• **SHORT EXERCISE**:
Report each line in the data below that contains the word "taper", copying every such line in full.

........

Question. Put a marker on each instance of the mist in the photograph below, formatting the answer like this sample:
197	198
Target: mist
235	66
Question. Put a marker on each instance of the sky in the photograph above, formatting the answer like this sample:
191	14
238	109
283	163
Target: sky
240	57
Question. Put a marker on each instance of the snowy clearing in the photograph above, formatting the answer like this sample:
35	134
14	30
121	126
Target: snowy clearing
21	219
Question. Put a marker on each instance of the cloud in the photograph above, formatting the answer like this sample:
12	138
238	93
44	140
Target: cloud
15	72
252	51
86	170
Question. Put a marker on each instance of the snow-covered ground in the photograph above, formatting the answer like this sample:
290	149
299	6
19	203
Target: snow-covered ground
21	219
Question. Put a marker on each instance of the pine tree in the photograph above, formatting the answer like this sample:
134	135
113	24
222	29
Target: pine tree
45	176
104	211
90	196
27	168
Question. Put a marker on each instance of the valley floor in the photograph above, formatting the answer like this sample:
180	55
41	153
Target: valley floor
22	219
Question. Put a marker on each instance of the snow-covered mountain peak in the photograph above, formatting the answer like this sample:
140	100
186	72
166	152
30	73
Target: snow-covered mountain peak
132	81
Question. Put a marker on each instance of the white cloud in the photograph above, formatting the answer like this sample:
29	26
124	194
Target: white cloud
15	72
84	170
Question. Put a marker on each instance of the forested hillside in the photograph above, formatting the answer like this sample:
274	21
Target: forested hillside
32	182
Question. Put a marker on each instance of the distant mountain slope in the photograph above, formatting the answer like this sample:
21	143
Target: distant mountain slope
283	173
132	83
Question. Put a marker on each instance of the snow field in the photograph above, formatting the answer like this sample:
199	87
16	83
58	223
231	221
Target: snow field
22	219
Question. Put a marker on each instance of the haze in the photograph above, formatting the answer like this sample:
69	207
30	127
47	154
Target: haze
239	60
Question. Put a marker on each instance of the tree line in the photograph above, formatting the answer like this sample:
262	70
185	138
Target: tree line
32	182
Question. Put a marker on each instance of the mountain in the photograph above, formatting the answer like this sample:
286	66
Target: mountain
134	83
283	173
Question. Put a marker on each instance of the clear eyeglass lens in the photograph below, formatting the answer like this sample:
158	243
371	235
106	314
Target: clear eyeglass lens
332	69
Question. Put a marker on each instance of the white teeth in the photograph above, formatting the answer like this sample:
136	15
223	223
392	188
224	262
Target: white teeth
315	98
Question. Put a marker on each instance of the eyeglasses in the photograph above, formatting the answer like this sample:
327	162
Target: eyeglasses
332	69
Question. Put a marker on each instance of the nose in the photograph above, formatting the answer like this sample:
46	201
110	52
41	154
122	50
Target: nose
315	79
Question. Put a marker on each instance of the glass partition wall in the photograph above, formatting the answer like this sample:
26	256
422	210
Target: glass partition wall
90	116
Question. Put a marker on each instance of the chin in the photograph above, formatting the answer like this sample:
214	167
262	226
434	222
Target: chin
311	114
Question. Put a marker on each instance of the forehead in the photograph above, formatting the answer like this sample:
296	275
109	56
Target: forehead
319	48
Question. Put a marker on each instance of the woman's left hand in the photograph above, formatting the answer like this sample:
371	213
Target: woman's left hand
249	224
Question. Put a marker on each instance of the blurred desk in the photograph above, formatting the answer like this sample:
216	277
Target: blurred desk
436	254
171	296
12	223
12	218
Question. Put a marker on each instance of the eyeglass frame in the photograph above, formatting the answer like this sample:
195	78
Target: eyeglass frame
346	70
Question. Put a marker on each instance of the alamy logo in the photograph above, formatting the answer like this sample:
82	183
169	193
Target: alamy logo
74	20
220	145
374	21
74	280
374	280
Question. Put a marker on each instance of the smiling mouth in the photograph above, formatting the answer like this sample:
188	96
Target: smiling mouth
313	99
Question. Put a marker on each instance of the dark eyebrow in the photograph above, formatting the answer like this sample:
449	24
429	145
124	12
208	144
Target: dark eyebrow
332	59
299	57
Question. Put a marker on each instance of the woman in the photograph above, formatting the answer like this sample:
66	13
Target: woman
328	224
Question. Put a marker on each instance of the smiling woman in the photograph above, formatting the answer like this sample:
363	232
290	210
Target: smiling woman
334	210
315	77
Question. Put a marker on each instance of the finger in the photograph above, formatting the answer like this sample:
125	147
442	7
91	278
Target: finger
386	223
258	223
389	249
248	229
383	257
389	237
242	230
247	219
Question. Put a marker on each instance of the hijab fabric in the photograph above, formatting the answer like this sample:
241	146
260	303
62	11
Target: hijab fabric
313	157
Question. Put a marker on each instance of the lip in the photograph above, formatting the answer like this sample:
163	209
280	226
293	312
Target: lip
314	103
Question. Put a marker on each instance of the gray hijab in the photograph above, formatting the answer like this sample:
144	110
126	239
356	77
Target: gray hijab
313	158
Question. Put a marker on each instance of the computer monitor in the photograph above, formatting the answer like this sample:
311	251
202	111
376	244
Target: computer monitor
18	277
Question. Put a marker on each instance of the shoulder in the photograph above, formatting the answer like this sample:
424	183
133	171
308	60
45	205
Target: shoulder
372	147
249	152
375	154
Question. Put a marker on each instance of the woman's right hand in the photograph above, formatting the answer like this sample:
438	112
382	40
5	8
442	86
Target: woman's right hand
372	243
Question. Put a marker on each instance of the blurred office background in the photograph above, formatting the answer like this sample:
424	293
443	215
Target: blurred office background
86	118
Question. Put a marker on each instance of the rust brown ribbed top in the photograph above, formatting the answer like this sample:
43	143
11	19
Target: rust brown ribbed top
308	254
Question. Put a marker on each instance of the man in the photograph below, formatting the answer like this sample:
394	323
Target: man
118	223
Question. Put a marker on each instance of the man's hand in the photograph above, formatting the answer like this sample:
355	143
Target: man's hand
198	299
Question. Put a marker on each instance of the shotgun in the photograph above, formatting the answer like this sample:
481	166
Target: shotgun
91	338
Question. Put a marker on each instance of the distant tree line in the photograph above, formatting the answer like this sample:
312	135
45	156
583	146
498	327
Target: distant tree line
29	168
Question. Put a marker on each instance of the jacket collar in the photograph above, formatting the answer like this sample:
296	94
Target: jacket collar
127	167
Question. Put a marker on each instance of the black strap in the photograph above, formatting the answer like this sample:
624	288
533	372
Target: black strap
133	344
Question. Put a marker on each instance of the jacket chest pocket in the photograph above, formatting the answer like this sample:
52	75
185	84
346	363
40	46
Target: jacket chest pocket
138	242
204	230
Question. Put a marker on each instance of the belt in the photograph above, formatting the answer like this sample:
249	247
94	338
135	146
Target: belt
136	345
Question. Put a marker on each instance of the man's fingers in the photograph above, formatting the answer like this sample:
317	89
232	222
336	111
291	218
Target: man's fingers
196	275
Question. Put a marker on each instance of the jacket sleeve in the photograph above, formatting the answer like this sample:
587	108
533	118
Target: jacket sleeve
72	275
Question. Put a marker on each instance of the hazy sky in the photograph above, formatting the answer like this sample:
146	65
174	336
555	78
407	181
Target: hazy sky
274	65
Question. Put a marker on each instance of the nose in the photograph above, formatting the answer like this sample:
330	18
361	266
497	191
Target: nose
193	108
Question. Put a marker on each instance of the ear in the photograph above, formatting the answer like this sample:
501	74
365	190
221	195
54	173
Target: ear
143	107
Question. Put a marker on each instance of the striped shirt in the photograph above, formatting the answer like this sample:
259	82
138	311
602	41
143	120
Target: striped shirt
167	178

........

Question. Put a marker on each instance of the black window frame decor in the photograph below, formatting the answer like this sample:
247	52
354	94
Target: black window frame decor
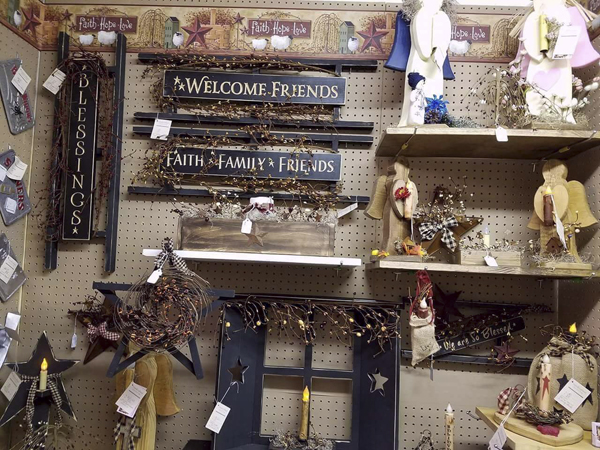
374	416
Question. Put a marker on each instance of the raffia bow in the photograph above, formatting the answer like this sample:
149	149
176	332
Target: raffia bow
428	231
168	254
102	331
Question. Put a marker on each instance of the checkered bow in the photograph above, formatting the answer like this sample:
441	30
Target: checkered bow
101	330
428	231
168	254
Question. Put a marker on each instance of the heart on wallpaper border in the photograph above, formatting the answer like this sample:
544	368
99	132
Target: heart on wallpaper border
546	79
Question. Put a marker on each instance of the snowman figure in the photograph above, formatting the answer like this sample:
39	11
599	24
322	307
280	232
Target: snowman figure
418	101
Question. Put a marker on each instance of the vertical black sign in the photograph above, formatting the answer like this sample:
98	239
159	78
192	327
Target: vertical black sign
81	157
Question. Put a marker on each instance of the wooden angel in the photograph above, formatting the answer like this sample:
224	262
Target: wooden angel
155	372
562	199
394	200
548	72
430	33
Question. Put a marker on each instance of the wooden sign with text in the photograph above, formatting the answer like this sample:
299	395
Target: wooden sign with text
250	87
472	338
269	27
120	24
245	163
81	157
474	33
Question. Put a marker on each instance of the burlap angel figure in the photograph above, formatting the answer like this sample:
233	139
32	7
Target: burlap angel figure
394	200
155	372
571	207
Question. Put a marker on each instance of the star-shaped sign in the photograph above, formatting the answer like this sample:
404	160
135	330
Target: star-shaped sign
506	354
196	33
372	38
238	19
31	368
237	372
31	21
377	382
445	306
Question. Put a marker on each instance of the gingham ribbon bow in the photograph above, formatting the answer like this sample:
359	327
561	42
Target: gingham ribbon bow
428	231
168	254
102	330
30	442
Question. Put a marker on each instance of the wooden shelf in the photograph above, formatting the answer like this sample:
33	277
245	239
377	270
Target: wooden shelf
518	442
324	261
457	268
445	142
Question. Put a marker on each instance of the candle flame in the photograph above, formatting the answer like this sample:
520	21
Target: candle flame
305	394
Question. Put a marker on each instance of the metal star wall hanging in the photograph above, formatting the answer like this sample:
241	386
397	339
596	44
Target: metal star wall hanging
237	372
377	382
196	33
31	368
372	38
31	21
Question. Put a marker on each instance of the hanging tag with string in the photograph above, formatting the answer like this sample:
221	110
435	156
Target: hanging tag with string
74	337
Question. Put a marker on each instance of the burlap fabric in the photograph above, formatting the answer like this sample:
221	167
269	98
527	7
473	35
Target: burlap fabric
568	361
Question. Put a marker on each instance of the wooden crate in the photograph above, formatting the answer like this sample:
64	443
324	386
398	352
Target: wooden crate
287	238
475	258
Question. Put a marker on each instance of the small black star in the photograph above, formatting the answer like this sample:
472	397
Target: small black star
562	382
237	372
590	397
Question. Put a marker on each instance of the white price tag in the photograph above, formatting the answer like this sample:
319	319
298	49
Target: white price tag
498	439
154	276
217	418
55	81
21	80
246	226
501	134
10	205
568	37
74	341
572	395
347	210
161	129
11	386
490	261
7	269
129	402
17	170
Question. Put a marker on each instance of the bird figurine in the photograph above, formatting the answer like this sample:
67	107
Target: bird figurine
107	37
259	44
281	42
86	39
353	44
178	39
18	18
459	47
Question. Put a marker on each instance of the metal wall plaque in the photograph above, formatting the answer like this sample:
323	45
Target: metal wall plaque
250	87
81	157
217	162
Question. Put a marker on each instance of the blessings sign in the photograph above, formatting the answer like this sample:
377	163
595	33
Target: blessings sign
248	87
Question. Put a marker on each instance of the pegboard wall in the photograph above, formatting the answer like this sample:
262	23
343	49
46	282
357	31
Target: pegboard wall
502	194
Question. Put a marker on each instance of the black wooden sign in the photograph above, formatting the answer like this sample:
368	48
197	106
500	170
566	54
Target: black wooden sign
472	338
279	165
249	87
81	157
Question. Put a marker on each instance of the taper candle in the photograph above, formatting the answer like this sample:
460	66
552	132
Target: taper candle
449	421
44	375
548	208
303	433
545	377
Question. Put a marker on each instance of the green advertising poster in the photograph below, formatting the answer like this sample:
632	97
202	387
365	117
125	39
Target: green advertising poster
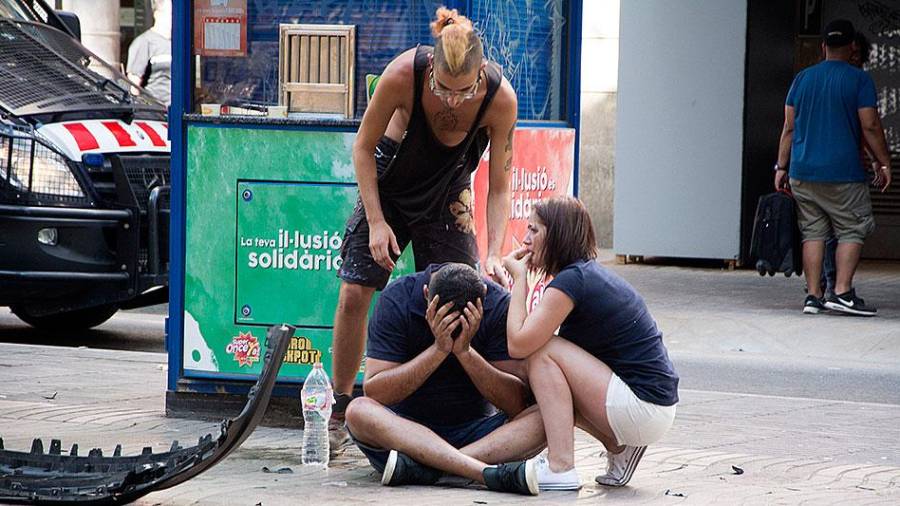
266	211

........

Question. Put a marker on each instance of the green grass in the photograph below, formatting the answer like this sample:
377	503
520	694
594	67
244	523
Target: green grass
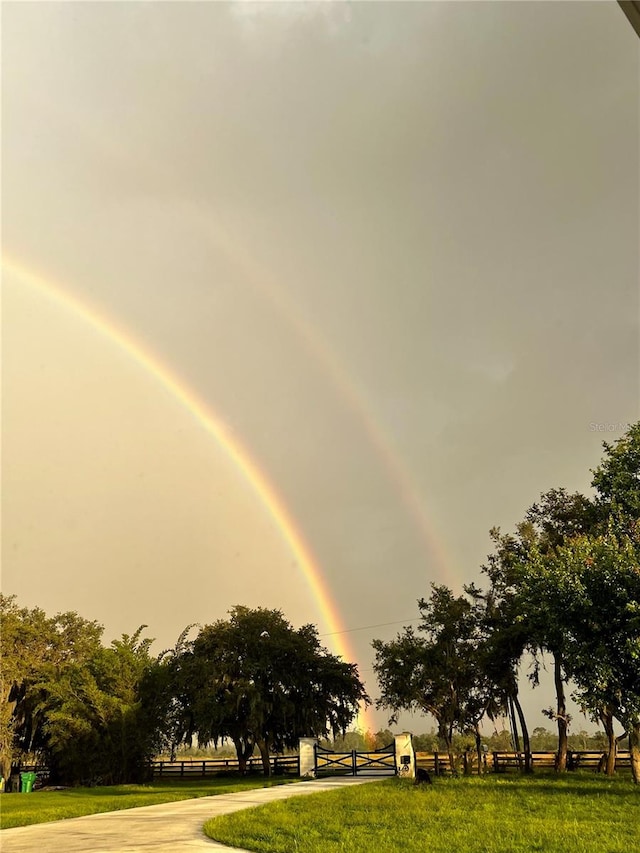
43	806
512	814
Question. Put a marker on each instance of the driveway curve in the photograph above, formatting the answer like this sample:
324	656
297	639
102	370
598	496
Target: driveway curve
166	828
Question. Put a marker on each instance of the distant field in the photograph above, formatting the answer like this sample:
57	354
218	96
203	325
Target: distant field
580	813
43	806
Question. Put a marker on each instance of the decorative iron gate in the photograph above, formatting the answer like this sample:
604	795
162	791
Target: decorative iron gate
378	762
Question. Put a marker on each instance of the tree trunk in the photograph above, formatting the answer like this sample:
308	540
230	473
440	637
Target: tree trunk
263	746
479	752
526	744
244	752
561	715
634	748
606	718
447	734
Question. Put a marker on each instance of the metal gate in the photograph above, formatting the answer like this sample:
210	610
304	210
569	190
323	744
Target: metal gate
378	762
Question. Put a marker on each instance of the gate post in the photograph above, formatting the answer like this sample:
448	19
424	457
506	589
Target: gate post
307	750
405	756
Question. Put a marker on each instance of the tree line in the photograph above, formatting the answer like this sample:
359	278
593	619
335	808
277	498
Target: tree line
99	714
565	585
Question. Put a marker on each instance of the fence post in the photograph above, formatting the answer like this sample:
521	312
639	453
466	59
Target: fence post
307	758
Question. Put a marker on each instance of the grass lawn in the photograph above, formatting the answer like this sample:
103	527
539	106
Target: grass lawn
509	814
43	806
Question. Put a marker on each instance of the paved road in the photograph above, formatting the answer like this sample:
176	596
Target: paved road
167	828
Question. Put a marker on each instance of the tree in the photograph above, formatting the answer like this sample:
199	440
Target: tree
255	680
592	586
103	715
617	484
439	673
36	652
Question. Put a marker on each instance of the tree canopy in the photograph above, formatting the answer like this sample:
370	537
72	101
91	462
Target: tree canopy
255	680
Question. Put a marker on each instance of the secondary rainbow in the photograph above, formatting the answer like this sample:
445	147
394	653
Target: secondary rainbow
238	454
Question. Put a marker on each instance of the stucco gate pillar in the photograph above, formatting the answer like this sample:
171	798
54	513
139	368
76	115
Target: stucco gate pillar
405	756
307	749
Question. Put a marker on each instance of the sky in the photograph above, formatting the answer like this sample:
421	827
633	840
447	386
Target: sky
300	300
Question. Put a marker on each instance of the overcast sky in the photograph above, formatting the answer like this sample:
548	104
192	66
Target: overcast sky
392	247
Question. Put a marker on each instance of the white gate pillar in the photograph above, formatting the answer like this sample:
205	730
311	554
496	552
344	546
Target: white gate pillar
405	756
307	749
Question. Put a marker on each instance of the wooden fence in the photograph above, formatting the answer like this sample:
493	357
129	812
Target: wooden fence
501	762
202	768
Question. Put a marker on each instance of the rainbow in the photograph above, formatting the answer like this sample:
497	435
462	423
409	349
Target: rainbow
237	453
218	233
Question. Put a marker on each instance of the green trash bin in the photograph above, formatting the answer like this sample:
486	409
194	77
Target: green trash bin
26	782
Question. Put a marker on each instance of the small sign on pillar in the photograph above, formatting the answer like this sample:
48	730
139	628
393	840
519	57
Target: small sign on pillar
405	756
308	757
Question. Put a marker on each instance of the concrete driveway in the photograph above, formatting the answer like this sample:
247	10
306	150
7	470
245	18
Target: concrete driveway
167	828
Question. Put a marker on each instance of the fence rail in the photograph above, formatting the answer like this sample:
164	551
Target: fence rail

........

• **EXERCISE OUTPUT**:
Question. Put a marker on each instance of the taper candle in the photograph above, formatting the answer like this sample:
Target: taper candle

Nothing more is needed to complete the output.